Text section Block Start
Hong Kong - AEoI regulations amended to meet OECD recommendation on BO's of partnerships and trusts.

Updated: May 27, 2020

The Secretary for Financial Services and the Treasury on 15 April released a LEGISLATIVE COUNCIL BRIEF (“Brief”) to revise the current implementation for the automatic exchange of financial account information in tax matters (“#AEoI”).

The Brief considers, as a result of the #OECD peer review, two recommendations on Hong Kong’s AEoI legislative framework.


The first recommendation from the OECD considers, “that the scope of beneficial owners of partnerships should not be subject to any thresholds on the stakes held”.

Section 50A(7) of the Inland Revenue Ordinance (“#IRO”) is amended to be reflect the OECD recommendation by reducing the applicable threshold for partnerships and trusts form currently 25% to 0%.
Text section Block End
Listed entries Block Start
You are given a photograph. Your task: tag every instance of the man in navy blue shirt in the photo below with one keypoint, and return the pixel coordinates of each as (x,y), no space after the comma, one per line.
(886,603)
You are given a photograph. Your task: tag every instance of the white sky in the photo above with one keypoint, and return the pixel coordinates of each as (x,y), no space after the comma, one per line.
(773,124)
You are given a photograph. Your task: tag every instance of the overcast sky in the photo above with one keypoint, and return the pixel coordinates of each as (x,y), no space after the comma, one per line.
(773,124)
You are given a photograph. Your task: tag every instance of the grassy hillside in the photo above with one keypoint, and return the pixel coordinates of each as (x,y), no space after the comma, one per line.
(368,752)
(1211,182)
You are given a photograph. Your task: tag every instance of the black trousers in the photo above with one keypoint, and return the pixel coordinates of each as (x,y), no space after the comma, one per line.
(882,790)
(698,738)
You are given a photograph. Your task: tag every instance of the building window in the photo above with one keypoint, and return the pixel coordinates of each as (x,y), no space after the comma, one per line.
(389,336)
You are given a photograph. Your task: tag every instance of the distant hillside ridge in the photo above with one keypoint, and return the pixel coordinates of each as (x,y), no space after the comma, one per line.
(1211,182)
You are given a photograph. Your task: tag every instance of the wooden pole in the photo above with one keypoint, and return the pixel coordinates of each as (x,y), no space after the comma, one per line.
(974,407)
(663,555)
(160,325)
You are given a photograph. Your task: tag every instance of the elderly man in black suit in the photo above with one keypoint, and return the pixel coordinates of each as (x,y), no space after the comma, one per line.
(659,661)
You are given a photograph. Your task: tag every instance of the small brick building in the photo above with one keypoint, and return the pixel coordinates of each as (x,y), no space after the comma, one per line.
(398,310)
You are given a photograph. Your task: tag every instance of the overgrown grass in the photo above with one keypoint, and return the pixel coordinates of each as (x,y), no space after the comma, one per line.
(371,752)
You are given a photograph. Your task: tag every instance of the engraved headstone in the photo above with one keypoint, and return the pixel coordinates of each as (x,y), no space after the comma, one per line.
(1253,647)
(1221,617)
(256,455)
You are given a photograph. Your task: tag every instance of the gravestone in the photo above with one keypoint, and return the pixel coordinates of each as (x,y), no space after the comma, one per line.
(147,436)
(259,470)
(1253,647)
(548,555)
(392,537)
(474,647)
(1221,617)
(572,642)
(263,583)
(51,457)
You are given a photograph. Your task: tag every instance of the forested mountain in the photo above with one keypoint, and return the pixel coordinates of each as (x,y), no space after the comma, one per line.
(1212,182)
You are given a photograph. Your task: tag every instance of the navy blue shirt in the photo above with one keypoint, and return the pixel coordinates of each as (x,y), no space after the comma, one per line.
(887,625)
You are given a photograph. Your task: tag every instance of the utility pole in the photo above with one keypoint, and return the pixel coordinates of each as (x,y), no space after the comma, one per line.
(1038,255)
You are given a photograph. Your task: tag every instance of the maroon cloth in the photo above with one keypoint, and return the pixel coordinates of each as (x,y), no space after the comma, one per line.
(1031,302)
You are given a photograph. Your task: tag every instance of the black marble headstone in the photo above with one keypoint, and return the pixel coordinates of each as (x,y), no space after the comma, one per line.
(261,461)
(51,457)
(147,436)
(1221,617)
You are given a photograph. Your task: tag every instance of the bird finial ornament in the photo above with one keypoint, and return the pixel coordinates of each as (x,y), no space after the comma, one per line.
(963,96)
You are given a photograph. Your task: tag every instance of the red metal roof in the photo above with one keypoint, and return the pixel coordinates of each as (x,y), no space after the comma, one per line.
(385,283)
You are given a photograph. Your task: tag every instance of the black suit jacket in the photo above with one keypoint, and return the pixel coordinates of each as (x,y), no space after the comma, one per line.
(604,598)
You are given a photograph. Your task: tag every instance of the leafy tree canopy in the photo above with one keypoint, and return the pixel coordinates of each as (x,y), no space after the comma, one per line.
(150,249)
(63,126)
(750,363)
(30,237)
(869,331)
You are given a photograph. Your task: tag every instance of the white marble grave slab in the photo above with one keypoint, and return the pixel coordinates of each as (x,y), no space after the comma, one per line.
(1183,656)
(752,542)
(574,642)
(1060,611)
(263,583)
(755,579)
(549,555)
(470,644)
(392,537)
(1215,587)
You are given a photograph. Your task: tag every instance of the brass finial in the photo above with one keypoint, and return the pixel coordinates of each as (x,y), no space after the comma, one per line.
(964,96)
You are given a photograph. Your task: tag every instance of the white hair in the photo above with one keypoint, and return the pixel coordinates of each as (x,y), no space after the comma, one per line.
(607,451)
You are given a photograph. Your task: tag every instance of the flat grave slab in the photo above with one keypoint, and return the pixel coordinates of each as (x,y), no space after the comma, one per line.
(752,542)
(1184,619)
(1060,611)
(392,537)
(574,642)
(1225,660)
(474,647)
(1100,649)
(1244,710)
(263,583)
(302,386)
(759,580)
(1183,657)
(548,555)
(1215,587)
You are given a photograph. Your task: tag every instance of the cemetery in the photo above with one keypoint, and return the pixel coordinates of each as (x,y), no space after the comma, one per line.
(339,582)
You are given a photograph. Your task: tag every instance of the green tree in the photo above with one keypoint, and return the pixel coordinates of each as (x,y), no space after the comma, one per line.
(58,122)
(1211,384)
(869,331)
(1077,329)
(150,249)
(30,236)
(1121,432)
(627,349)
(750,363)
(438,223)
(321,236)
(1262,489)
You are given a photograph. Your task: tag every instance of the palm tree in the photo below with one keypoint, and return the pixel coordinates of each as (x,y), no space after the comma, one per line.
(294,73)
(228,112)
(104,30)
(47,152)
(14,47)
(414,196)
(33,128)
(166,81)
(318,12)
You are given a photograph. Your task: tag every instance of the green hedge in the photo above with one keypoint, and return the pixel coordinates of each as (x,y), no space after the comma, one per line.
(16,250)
Listed entries Block End
### Task requirements:
**A)** In the text on Hong Kong's AEoI regulations, what threshold does the amended Section 50A(7) of the Inland Revenue Ordinance set for partnerships and trusts?
**B)** Extend the text on Hong Kong's AEoI regulations with a few more sentences that pick up after its final sentence.

### Exercise results:
**A)** It reduces the threshold from 25% to 0%.

**B)**
The second recommendation concerns the AML/KYC procedures in place to identify controlling persons. The OECD advised, that the AML/KYC procedures shall be consistent with the "FATF Recommendation 10: Customer due diligence and record-keeping" and "Recommendation 25 - Transparency and beneficial ownership of legal arrangements"

Section 5 of Part 6 of Schedule 17D of the IRO are amended “to specify that for the purpose of determining the controlling persons of an account holder of a new entity account, a reporting FI may rely on information collected and maintained pursuant to AML/KYC procedures if those procedures are consistent with Recommendations 10 and 25 of the FATF Recommendations.”


- These amendments comes into operation on 1 January 2021 -


Impact on Financial Institutions

With the amendments, the AEoI AML/KYC requirements on Financial Institutions Client on-boarding and maintenance procedures become more and more complex.

Financial Institutions, that currently rely on manual procedures to oversee the beneficial ownership of partnerships and trusts, are advised to re-visit that approach and to consider the evaluation of a RegTech Solution supporting their AEoI AML/KYC requirements and to protect the organisation and employees to face potential penalties not having adequate processes in place.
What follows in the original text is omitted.